WRITTEN PROBLEM: Resume the forum post on $L_p$ spaces of differential forms, starting after its last sentence.

# start of PAGE

My question is: Does this work in the following more general setup: Extend the Riemannian metric on $M$ to a fibre metric in $\bigwedge^k T^{\;*}M$, $0 \leq k \leq m$, (as described in the paragraph below). Then one may define $L_p$-spaces of differential forms by setting $\|\omega\|_{L_p(M)}^p := \int_{M}{|\omega|^pd_gV}$ and setting $L_p^k(M)$ to be the space of all measurable $k$-forms on $M$ (i.e. with Lebesgue measurable coefficient functions in any chart) such that $\|\omega\|_{L_p(M)}<\infty$. Is it possible to construct a measure space $(M,\mathcal{A},\mu)$ such that $L_p^k(M)$ may be thought of as an $L_p(\mu)$ as well?. The problem obviously is the range of a differential form. Formally it is a map $\omega\colon M \to \bigwedge^k T^\*M$, i.e. it takes values in the vector bundle $\bigwedge^kT^\*M$. Even if integration theory is available for functions on measure spaces with values in Banach spaces, this does not help since the bundle itself is not a vector space. I am interested in this question, because otherwise I see no alternative but to establish all the results about integration theory for $L_p^k(M)$ again, i.e. that it is a Banach space, Lebesgue Dominated Convergence Theorem, Fubini/Tonelli etc. That seems a bit exaggerated since intuitively this space is not so fundamentally different.

# end of PAGE
# start of GIVEN DATA

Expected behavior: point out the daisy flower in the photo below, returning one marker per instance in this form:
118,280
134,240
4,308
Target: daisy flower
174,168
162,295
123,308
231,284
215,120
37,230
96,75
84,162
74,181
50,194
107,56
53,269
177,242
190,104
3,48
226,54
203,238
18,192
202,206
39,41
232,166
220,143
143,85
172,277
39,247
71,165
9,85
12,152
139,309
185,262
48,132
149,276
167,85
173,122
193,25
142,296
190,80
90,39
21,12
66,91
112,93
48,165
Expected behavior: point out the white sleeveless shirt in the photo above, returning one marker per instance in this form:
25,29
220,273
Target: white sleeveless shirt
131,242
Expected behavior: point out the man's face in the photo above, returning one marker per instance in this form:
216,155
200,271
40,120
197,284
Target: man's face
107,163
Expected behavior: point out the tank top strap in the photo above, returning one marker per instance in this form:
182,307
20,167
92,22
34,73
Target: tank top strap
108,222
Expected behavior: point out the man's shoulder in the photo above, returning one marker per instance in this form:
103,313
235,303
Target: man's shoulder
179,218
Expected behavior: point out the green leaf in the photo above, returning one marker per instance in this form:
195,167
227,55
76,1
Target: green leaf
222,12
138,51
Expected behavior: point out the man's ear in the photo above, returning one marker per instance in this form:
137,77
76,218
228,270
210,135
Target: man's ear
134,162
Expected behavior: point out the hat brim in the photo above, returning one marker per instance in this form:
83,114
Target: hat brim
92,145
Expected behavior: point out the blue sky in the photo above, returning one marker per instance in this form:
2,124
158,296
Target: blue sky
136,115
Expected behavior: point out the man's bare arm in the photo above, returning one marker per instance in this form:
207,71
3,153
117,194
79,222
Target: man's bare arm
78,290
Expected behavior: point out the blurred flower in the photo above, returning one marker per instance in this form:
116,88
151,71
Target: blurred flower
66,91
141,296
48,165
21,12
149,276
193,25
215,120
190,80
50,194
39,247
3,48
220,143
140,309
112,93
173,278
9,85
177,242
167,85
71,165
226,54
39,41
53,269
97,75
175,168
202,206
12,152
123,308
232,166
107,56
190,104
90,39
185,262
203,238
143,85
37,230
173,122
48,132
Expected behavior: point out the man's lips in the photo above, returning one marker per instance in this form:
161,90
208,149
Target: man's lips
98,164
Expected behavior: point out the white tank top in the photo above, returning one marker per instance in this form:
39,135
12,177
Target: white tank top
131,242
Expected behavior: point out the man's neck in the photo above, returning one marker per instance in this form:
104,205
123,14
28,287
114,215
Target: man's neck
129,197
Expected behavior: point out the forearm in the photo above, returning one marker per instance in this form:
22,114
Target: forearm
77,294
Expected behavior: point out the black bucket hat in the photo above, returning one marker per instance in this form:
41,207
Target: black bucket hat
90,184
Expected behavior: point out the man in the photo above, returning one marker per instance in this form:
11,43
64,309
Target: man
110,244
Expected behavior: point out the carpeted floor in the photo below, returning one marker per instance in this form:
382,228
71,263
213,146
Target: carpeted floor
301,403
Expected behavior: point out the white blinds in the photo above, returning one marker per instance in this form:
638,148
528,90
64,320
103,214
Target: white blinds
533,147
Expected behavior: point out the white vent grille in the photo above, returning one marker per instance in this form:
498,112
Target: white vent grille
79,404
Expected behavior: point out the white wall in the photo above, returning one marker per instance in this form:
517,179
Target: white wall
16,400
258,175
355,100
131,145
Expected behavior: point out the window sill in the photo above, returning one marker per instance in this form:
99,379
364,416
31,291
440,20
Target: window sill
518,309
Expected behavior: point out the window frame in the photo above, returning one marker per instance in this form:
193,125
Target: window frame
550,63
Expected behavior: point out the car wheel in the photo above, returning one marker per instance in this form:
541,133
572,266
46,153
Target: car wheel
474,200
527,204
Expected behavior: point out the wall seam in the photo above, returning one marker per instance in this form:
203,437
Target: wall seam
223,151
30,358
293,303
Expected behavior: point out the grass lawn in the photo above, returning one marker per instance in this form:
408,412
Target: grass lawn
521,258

# end of GIVEN DATA

OUTPUT OF THE EXERCISE:
Construction of the fibre metric: For any $0 \leq k \leq m$ the Riemannian metric may be extended canonically to differential forms in $\Omega^k(M)$ in the following way: For one forms $\omega,\eta \in \Omega^1(M)$ define $g(\omega,\eta):=g(\omega^\sharp, \eta^\sharp)$, where $\sharp:T^*M \to TM$ is the sharp operator with respect to $g$. Then define $g$ on decomposable forms by $g(\omega^1 \wedge \ldots \wedge \omega^k, \eta^1 \wedge \ldots \wedge \eta^k):= \det(g(\omega^i, \eta^j))$.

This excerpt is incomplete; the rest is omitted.